[Data entries]
━━━━━━━━━━━━━━━━━━━━

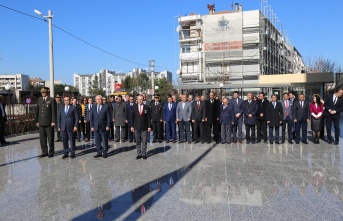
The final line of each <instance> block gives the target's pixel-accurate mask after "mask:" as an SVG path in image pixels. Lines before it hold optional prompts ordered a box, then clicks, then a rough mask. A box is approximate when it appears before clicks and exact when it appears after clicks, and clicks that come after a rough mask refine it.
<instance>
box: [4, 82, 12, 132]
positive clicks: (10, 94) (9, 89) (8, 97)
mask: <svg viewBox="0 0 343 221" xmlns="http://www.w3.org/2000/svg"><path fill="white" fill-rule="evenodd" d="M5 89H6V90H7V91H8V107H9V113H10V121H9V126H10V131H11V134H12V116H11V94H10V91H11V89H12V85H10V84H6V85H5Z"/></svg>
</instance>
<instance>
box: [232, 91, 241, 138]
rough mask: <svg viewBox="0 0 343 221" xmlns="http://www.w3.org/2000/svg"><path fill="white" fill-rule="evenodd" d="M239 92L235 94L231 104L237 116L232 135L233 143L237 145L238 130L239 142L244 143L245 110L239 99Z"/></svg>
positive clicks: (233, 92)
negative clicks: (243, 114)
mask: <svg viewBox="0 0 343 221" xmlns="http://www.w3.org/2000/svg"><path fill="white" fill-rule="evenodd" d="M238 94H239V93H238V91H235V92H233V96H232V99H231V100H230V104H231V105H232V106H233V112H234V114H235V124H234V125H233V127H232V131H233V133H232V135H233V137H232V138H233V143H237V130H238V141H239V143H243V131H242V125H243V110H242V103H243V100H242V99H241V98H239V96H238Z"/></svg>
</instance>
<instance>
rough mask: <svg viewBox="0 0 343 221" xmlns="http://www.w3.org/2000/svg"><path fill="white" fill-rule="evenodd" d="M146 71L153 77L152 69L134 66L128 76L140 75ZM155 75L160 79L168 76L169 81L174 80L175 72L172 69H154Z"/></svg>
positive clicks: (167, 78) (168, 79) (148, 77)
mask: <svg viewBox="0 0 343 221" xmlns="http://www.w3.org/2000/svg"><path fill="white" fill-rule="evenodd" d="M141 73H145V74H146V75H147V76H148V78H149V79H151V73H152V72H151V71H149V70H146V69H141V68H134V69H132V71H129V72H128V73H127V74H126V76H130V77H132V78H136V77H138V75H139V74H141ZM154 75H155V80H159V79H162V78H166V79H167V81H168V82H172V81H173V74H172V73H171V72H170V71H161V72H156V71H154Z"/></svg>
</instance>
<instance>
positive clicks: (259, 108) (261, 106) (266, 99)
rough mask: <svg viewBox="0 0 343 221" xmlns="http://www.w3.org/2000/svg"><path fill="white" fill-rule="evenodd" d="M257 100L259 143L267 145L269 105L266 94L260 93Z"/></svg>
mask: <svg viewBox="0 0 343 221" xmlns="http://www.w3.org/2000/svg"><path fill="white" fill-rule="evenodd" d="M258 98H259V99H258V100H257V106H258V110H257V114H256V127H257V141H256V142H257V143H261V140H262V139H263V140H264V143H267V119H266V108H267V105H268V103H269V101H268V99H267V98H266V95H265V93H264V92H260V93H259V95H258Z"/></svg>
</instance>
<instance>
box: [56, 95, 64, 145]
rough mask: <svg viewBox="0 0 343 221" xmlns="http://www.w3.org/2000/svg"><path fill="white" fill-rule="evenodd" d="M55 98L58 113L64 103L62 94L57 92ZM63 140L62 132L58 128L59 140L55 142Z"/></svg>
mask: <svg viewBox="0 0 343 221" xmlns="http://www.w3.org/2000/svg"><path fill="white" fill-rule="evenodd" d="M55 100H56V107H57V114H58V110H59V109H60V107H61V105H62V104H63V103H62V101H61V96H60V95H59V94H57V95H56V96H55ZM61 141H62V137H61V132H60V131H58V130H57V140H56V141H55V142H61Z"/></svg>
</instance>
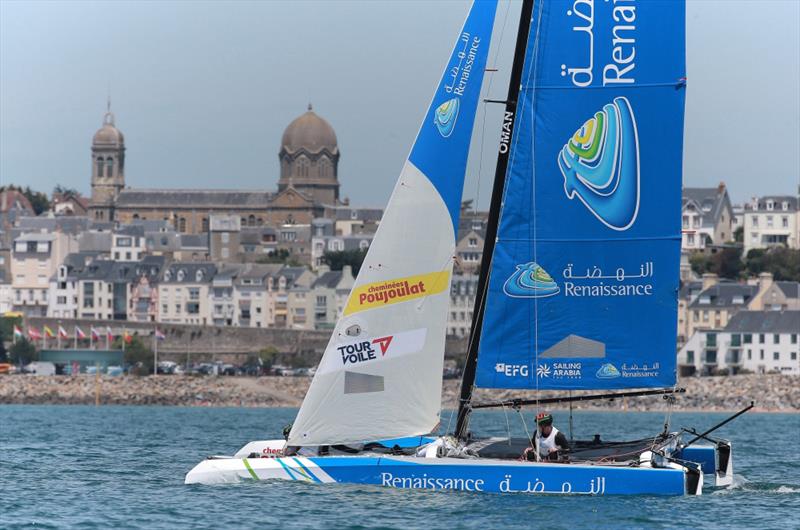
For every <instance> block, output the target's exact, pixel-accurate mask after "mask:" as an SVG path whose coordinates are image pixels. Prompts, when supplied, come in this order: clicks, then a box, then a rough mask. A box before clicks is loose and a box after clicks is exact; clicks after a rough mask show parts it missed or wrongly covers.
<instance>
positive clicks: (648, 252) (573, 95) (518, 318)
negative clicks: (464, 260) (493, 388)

━━━━━━━━━━━━━━━━━━━━

- _Task brief_
Leaving out every picture, repeat the records above exactly as they stand.

- _Solution for this problem_
The final line of each <instance> block gives the target's pixel-accurate mask after "mask:" as an SVG path in image pixels. Lines before it hold optional prompts ordered a box, then clicks, then a rough mask. A box is approximate when it appears before clicks and exact when it appears after clicks, and clicks that come after a rough mask refine it.
<instance>
box: [4, 82, 12, 132]
positive clicks: (10, 94) (9, 89) (8, 97)
mask: <svg viewBox="0 0 343 221" xmlns="http://www.w3.org/2000/svg"><path fill="white" fill-rule="evenodd" d="M5 89H6V90H7V91H8V107H9V113H10V121H9V126H10V131H11V134H12V116H11V94H10V91H11V89H12V85H10V84H6V85H5Z"/></svg>
</instance>
<instance>
box: [232, 91, 241, 138]
rough mask: <svg viewBox="0 0 343 221" xmlns="http://www.w3.org/2000/svg"><path fill="white" fill-rule="evenodd" d="M239 92L235 94L231 104L237 116L232 135L233 143L237 145L238 130L239 142L244 143L245 110L239 99Z"/></svg>
positive clicks: (233, 92)
negative clicks: (243, 114)
mask: <svg viewBox="0 0 343 221" xmlns="http://www.w3.org/2000/svg"><path fill="white" fill-rule="evenodd" d="M238 94H239V93H238V91H235V92H233V96H232V99H231V100H230V104H231V105H232V106H233V112H234V114H235V124H234V125H233V127H232V131H233V133H232V135H233V137H232V138H233V143H237V130H238V141H239V143H243V131H242V125H243V110H242V103H243V100H242V99H241V98H239V96H238Z"/></svg>
</instance>
<instance>
rough mask: <svg viewBox="0 0 343 221" xmlns="http://www.w3.org/2000/svg"><path fill="white" fill-rule="evenodd" d="M146 71L153 77L152 69L134 66L128 76L140 75ZM155 75L160 79L168 76L169 81L174 80L175 72L172 69H154Z"/></svg>
positive clicks: (167, 78) (168, 79) (148, 77)
mask: <svg viewBox="0 0 343 221" xmlns="http://www.w3.org/2000/svg"><path fill="white" fill-rule="evenodd" d="M141 73H145V74H146V75H147V76H148V78H149V79H151V73H152V72H151V71H149V70H146V69H141V68H134V69H132V71H129V72H128V73H127V74H126V76H130V77H132V78H136V77H138V75H139V74H141ZM154 75H155V80H159V79H162V78H166V79H167V81H168V82H172V81H173V74H172V73H171V72H170V71H161V72H156V71H154Z"/></svg>
</instance>
<instance>
positive clicks: (259, 108) (261, 106) (266, 99)
rough mask: <svg viewBox="0 0 343 221" xmlns="http://www.w3.org/2000/svg"><path fill="white" fill-rule="evenodd" d="M257 100L259 143L267 145L269 105L266 94L260 93Z"/></svg>
mask: <svg viewBox="0 0 343 221" xmlns="http://www.w3.org/2000/svg"><path fill="white" fill-rule="evenodd" d="M258 98H259V99H258V100H257V106H258V110H257V114H256V127H257V141H256V142H257V143H261V140H262V139H263V140H264V143H267V119H266V108H267V105H268V103H269V101H268V99H267V98H266V95H265V93H264V92H260V93H259V95H258Z"/></svg>
</instance>
<instance>
box: [56, 95, 64, 145]
rough mask: <svg viewBox="0 0 343 221" xmlns="http://www.w3.org/2000/svg"><path fill="white" fill-rule="evenodd" d="M55 98L58 113L64 103L62 94L57 92ZM63 140L62 132L58 128L59 140L55 142Z"/></svg>
mask: <svg viewBox="0 0 343 221" xmlns="http://www.w3.org/2000/svg"><path fill="white" fill-rule="evenodd" d="M55 100H56V107H57V114H58V110H59V109H60V107H61V105H62V104H63V103H62V101H61V96H60V95H59V94H57V95H56V96H55ZM61 141H62V137H61V132H60V131H58V130H57V140H56V141H55V142H61Z"/></svg>
</instance>
For every <instance> block, output the target's exact, pixel-accurate mask after "mask:" as an SVG path whose coordinates are image pixels. Prompts, when supplied, come in this order: clicks, then a box, then a rough mask. A box before clicks is loose and a box after clicks is exact; clicks after a rough mask show parts it missed or wrongly covers.
<instance>
positive clicks: (648, 252) (573, 95) (518, 318)
negative clicks: (464, 260) (493, 388)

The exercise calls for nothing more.